Problem » Please give the entries again in full and exactly, without any picture.

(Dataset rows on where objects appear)

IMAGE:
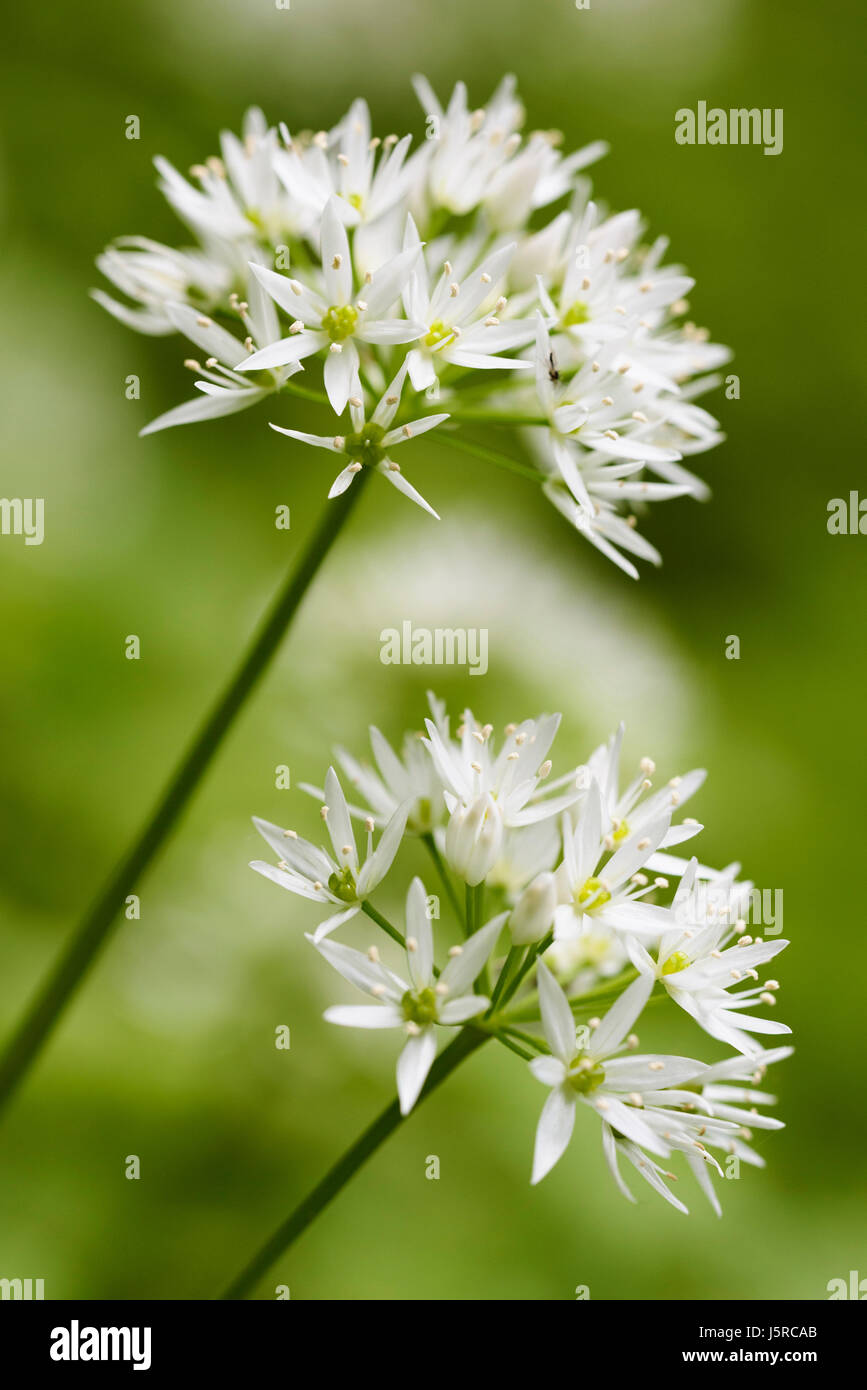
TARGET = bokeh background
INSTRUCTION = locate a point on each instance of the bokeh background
(168, 1051)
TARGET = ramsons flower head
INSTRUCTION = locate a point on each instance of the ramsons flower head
(470, 274)
(555, 916)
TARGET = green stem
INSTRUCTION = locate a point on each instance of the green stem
(470, 909)
(446, 880)
(496, 417)
(509, 965)
(528, 1009)
(502, 460)
(306, 394)
(535, 950)
(103, 916)
(382, 922)
(334, 1182)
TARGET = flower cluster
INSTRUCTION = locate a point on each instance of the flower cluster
(573, 902)
(473, 273)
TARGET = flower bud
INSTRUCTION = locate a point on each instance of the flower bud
(474, 838)
(534, 911)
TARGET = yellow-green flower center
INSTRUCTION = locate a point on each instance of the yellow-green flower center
(592, 895)
(339, 323)
(677, 961)
(438, 332)
(585, 1076)
(420, 1007)
(577, 314)
(343, 884)
(366, 446)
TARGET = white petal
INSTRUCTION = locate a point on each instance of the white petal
(413, 1066)
(418, 929)
(398, 480)
(557, 1018)
(364, 1015)
(555, 1130)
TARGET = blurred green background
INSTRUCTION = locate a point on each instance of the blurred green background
(168, 1051)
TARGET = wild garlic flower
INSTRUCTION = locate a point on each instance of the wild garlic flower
(486, 794)
(371, 441)
(460, 262)
(700, 962)
(605, 881)
(395, 779)
(341, 880)
(414, 1007)
(598, 1075)
(564, 875)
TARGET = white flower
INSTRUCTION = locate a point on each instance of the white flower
(598, 445)
(341, 880)
(609, 891)
(367, 175)
(239, 196)
(618, 364)
(461, 317)
(598, 1076)
(534, 912)
(632, 811)
(475, 159)
(474, 837)
(336, 319)
(224, 389)
(607, 284)
(488, 792)
(154, 275)
(414, 1007)
(699, 963)
(709, 1116)
(724, 1100)
(396, 779)
(371, 441)
(525, 852)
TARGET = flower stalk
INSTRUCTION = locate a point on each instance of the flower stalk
(103, 918)
(467, 1041)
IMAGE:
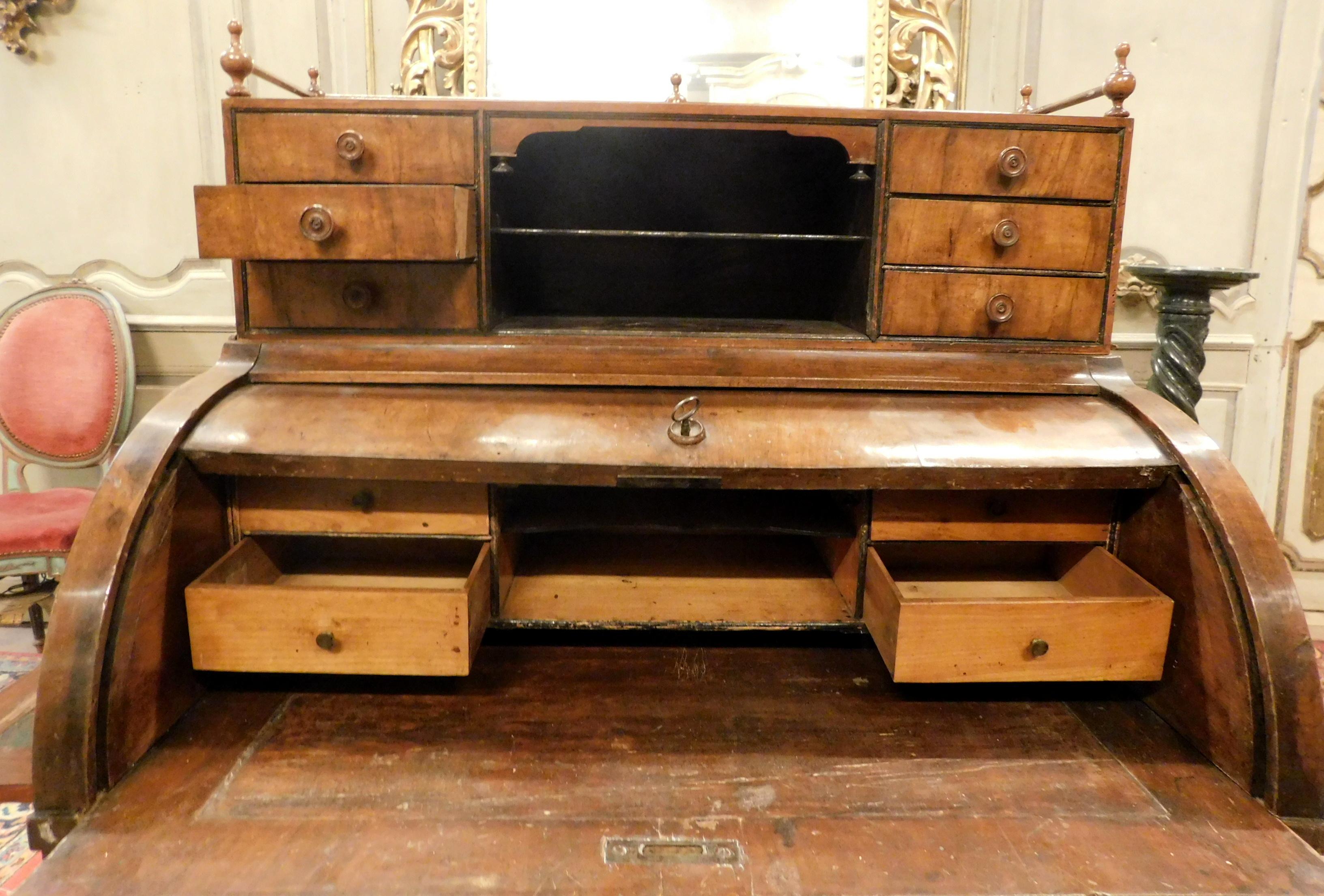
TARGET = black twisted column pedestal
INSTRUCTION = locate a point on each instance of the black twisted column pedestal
(1184, 313)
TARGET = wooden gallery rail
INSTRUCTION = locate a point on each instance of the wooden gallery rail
(673, 498)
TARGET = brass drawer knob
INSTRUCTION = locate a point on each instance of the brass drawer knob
(317, 223)
(1000, 307)
(349, 146)
(1006, 233)
(685, 429)
(1012, 162)
(358, 296)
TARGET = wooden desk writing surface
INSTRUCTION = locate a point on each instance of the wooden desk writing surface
(702, 477)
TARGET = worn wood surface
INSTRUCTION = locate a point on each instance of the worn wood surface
(1209, 686)
(388, 612)
(809, 440)
(964, 161)
(922, 515)
(271, 505)
(151, 678)
(1098, 620)
(829, 779)
(290, 147)
(961, 233)
(370, 223)
(68, 736)
(1289, 682)
(933, 303)
(362, 296)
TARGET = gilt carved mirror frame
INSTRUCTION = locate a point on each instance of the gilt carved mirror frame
(914, 57)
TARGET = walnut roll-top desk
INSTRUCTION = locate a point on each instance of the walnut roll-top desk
(673, 498)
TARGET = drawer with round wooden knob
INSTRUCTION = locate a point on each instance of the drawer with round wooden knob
(354, 149)
(963, 161)
(362, 296)
(989, 612)
(992, 306)
(971, 233)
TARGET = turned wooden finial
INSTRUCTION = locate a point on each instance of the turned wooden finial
(1120, 84)
(1025, 100)
(236, 62)
(676, 89)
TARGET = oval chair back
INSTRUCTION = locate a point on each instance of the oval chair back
(67, 378)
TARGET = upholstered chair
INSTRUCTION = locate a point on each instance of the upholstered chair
(67, 384)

Written solution »
IMAGE:
TARGET = bokeh background
INSTRUCTION = locate a point on each instance of the bokeh background
(168, 1051)
TARGET = ramsons flower head
INSTRUCTION = locate a point on each instance of the ramsons flower head
(470, 274)
(555, 916)
TARGET = green stem
INSTRUCTION = locate a point on each instance of the green stem
(470, 909)
(446, 880)
(496, 417)
(509, 965)
(528, 1009)
(502, 460)
(306, 394)
(535, 950)
(103, 916)
(382, 922)
(334, 1182)
TARGET = flower cluster
INSTRUCTION = locate a point on each instance of the flower cluster
(573, 902)
(473, 273)
TARGET = flower bud
INSTRUCTION = locate a point on each instance of the flower bud
(474, 838)
(534, 911)
TARGET = yellow-green flower center
INSTRUCTION = locate a point on each instance of the yellow-green flower center
(592, 895)
(339, 323)
(677, 961)
(438, 332)
(585, 1076)
(420, 1007)
(577, 314)
(343, 884)
(366, 446)
TARGET = white petal
INSTRUCTION = locate a point on each instance of the white petal
(413, 1066)
(418, 929)
(398, 480)
(557, 1018)
(364, 1015)
(555, 1130)
TARGET = blurred green background
INSTRUCTION = locate a point on each instance of the blurred green background
(168, 1051)
TARGET = wild garlic flower
INSTRUCTION = locate a point on each instance of the wild garlic flower
(486, 794)
(371, 441)
(460, 262)
(700, 962)
(605, 881)
(395, 779)
(341, 880)
(414, 1007)
(598, 1075)
(564, 875)
TARGET = white flower
INSTRUCTION = locate a point on each instance of the white flower
(598, 445)
(341, 880)
(609, 891)
(367, 175)
(239, 196)
(618, 364)
(461, 317)
(598, 1076)
(534, 912)
(632, 811)
(475, 159)
(474, 837)
(336, 319)
(224, 389)
(607, 284)
(488, 792)
(154, 275)
(414, 1007)
(699, 963)
(709, 1116)
(724, 1100)
(396, 779)
(371, 441)
(525, 852)
TARGET = flower stalk
INSTRUCTION = locate a point on each instance of the flower stalk
(103, 918)
(467, 1041)
IMAGE:
TARGET = black twisted column pedestal
INSTRUCTION = locate a point on each instance of the black twisted column pedestal
(1184, 313)
TARGET = wooden gallery rail
INSTRUCTION = locate a point on each instance of the wooden gallery rail
(673, 498)
TARGET = brass drawer knob
INSTRUCTION = locate a point on each instance of the brass drawer knob
(317, 223)
(1000, 307)
(349, 146)
(1006, 233)
(685, 429)
(1012, 162)
(358, 296)
TARGET = wooden desk writing surface
INSTRUCTION = locate a point on each instance of the wooden desk writing surface
(702, 477)
TARGET = worn wood surface
INSTRUCTION = locate a point on each instance of the worn wood surface
(1209, 686)
(388, 612)
(809, 440)
(964, 161)
(922, 515)
(271, 505)
(151, 678)
(1098, 620)
(829, 779)
(290, 147)
(961, 233)
(370, 223)
(68, 736)
(1289, 682)
(933, 303)
(362, 296)
TARGET = gilt carved mirror frame
INSTRUCTION = locate a point on each instance of the gilt carved mirror frame
(914, 57)
TARGET = walnut roll-top desk
INSTRUCTION = locate a point on each instance of the walnut roll-top desk
(673, 498)
TARGET = drawer with round wooden knob
INSTRUCTION = locate a point on each instance of the drawer with round wooden knob
(354, 149)
(963, 161)
(362, 296)
(989, 612)
(992, 306)
(971, 233)
TARGET = turned wooden finial
INSTRUCTION = locate a point on each instance of the turned wooden finial
(1120, 84)
(1025, 100)
(236, 62)
(676, 89)
TARGET = oval chair back
INSTRUCTION = locate a point on each instance of the oval chair back
(67, 378)
TARGET = upholstered chair
INSTRUCTION = locate a point on each instance of the upholstered chair
(67, 384)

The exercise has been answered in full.